| Given exercise |
Reproduce the records below word for word, keeping every line and its order unchanged.

| Data shown |
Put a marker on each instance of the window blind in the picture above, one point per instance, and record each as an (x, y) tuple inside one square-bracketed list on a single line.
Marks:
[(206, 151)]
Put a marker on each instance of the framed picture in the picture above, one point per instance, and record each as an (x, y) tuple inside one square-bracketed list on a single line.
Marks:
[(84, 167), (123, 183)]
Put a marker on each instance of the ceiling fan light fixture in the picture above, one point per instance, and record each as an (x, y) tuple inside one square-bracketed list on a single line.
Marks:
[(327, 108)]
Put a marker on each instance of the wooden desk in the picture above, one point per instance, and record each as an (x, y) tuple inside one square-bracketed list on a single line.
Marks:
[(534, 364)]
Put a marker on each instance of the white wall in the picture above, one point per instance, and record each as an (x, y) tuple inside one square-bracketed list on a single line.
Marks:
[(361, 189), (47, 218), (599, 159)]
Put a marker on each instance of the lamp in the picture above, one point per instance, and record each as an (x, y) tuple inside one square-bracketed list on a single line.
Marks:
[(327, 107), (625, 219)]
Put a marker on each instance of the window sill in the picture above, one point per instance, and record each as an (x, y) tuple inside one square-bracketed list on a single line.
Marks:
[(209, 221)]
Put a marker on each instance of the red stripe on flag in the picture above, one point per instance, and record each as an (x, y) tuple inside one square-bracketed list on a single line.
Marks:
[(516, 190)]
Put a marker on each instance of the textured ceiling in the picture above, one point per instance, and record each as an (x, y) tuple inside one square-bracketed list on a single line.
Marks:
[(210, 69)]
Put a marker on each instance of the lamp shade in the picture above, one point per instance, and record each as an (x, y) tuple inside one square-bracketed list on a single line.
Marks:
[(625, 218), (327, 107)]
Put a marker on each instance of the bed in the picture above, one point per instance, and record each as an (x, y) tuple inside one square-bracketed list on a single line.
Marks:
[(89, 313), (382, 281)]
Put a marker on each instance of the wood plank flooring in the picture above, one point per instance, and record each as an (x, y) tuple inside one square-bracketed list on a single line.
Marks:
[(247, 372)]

| Solved exercise |
Put a marker on each instance of the window blind in the picture above, one point per instance, and record each as an (x, y) tuple inside one square-bracketed list on a single line.
Marks:
[(206, 151)]
Put a marker on each instance of the framed picture in the picture above, one point per instance, and record each as an (x, y) tuple inside one square-bracketed list on a single line.
Marks:
[(84, 167), (123, 183)]
Put a marker on each instance of the ceiling fan light fixture in the picture above, one point per instance, and record each as an (x, y) tuple inside one square-bracketed list on a single line.
Marks:
[(327, 108)]
Put a marker on each instance of the wooden desk in the picture above, one point per instance, and record each as an (x, y) tuple inside one square-bracketed list on a single line.
Marks:
[(534, 364)]
Put a marker on each instance of the white wall in the picture above, one point per instance, and record each as an (x, y) tuple inside one square-bracketed list on a single line.
Marks:
[(361, 189), (47, 218), (599, 159)]
Put a marker on each instance of the lamp in the picture above, one point per instance, and record each as an (x, y) tuple inside one square-bracketed list on a single line.
Marks:
[(327, 107), (625, 219)]
Put a marker on each instance of the window sill in the picture above, one point per instance, and record each as an (x, y) tuple inside one square-bracketed list on a single line.
Marks:
[(209, 221)]
Put a marker on each instance of the red stripe on flag in the picture above, one point per instance, and record each as an (x, y) tuple inside one square-bracketed list on a single line.
Marks:
[(516, 190)]
Put a marker on each instance of the textured ceiling in the picture above, one point per instance, and record each as an (x, y) tuple inside one square-bracketed list on a single line.
Marks:
[(210, 69)]
Put a marker on each instance of the lamp shade in the picture above, one point per instance, and record each as an (x, y) tuple inside one square-bracketed list on a single line.
Marks:
[(625, 218), (327, 107)]
Put a marker on each instance of the bed in the picture above, one point per instance, and record each as an (x, y) tuple inside one square-bracketed list on a single line.
Marks:
[(89, 313), (382, 281)]
Put a marker on each instance of the wood plank flooring in the picture above, one point per instance, and record each as an (x, y) tuple inside one square-bracketed list on a single line.
Marks:
[(247, 372)]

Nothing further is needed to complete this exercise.